▶ **Task brief**:
Can you reproduce verbatim, from the rows below, the lines from the one with "vulture's folded wing?" up to and including the one with "825,641 -> 925,681"? Output only those lines.

▶ **Data for the task**:
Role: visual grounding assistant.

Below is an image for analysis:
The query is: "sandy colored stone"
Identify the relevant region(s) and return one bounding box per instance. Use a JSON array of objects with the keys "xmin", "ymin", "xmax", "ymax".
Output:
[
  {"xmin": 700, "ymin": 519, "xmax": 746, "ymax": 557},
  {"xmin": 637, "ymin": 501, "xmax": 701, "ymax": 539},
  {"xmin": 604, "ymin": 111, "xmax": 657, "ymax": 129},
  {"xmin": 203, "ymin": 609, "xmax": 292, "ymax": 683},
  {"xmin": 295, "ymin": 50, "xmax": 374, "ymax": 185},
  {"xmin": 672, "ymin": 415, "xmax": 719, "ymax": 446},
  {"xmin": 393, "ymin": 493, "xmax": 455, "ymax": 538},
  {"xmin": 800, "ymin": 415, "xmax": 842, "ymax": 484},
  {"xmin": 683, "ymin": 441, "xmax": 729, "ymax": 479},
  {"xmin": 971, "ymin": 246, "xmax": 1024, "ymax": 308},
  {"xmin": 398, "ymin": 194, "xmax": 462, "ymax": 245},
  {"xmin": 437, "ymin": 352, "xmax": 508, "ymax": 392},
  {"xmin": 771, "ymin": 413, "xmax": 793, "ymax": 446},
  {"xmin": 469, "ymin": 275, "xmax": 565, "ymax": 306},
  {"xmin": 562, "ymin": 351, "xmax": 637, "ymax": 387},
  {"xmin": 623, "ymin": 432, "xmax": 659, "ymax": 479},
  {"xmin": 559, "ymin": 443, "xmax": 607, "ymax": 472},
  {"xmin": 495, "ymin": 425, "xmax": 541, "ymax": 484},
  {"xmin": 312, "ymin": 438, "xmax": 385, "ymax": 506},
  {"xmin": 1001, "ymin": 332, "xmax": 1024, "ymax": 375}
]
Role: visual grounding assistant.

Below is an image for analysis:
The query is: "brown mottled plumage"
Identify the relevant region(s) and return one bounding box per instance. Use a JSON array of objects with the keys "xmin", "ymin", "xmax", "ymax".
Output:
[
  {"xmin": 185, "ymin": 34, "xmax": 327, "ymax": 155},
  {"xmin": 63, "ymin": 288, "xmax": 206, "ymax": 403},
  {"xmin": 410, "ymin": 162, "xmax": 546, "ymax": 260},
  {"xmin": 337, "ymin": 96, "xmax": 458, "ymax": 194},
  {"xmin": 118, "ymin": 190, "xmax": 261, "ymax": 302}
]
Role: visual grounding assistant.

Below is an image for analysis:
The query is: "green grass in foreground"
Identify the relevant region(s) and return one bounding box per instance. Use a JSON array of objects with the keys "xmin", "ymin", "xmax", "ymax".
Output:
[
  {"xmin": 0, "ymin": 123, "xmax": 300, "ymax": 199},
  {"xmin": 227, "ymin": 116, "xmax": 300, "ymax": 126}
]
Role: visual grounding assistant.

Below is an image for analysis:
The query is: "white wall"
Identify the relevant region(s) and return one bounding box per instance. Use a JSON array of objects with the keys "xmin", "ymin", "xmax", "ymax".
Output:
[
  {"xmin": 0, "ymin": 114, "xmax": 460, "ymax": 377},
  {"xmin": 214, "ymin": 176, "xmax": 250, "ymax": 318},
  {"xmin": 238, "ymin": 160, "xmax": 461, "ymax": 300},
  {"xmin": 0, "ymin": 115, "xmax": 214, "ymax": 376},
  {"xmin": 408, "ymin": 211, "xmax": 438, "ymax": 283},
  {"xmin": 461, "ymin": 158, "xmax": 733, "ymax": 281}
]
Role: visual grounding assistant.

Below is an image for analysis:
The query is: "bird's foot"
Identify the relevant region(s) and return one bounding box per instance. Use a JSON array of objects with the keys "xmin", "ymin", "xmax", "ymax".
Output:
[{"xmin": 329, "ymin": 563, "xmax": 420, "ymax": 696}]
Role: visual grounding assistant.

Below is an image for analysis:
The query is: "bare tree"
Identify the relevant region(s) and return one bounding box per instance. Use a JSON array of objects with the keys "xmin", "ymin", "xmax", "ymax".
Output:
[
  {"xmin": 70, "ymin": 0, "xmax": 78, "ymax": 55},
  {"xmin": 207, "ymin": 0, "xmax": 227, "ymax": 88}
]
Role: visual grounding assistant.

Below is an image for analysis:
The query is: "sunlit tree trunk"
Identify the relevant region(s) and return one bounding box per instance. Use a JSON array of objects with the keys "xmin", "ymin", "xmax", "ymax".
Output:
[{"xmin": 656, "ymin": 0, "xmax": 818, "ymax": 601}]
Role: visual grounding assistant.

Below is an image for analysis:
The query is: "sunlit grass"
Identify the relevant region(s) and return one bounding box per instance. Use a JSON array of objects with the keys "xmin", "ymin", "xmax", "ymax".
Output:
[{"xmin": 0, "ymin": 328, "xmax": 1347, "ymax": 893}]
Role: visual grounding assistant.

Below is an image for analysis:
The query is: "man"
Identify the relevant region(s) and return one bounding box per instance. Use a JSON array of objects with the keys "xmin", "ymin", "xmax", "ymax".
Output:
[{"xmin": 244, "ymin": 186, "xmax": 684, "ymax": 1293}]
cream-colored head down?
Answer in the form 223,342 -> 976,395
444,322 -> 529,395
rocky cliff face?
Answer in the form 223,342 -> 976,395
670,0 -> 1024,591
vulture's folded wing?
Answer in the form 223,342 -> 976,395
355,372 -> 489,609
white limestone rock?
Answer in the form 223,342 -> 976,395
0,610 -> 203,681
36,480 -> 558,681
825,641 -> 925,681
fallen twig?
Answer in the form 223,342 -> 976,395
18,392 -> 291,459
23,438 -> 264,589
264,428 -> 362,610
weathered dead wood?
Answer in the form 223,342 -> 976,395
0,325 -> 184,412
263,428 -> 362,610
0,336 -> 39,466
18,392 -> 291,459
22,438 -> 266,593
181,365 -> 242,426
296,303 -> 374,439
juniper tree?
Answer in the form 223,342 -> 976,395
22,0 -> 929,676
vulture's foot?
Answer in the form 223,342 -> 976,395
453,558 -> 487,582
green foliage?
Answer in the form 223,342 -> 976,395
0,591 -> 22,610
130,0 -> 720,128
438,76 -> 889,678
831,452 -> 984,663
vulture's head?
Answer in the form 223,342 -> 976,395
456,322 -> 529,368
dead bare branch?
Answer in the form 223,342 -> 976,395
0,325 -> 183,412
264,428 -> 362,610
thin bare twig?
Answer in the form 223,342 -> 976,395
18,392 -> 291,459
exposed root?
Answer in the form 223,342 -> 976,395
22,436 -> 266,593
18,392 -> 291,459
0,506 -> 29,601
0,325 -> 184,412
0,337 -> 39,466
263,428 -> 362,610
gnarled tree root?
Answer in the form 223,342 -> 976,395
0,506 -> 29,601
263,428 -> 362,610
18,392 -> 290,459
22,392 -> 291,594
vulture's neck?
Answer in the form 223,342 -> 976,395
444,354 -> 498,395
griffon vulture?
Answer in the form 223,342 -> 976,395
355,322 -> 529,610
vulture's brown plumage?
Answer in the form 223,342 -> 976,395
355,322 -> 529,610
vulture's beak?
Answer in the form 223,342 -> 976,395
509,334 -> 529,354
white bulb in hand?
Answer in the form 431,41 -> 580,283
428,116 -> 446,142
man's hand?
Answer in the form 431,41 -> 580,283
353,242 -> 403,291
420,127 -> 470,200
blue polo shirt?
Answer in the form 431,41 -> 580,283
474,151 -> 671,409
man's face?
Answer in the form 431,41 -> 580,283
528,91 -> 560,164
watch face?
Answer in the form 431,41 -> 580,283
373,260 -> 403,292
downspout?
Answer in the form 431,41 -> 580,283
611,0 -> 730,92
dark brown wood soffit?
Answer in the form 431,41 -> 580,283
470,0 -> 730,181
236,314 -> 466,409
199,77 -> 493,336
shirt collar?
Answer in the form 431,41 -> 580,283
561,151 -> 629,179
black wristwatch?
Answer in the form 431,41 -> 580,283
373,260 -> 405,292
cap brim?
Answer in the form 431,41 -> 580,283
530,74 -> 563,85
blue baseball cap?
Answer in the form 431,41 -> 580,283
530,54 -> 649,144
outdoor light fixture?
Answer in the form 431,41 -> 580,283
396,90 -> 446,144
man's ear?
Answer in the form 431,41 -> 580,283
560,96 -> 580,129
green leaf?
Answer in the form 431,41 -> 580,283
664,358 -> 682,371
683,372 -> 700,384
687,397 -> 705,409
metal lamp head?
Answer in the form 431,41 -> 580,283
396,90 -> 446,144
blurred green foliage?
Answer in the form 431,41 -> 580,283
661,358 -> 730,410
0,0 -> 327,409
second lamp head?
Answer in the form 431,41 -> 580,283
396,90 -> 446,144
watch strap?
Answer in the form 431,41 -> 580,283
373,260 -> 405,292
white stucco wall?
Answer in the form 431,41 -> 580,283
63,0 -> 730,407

▶ **Solution to this task**:
vulture's folded wing?
Answer in the form 223,342 -> 976,395
355,372 -> 489,609
white limestone rock?
Answer in the form 223,342 -> 976,395
0,610 -> 203,681
36,480 -> 558,681
825,641 -> 925,681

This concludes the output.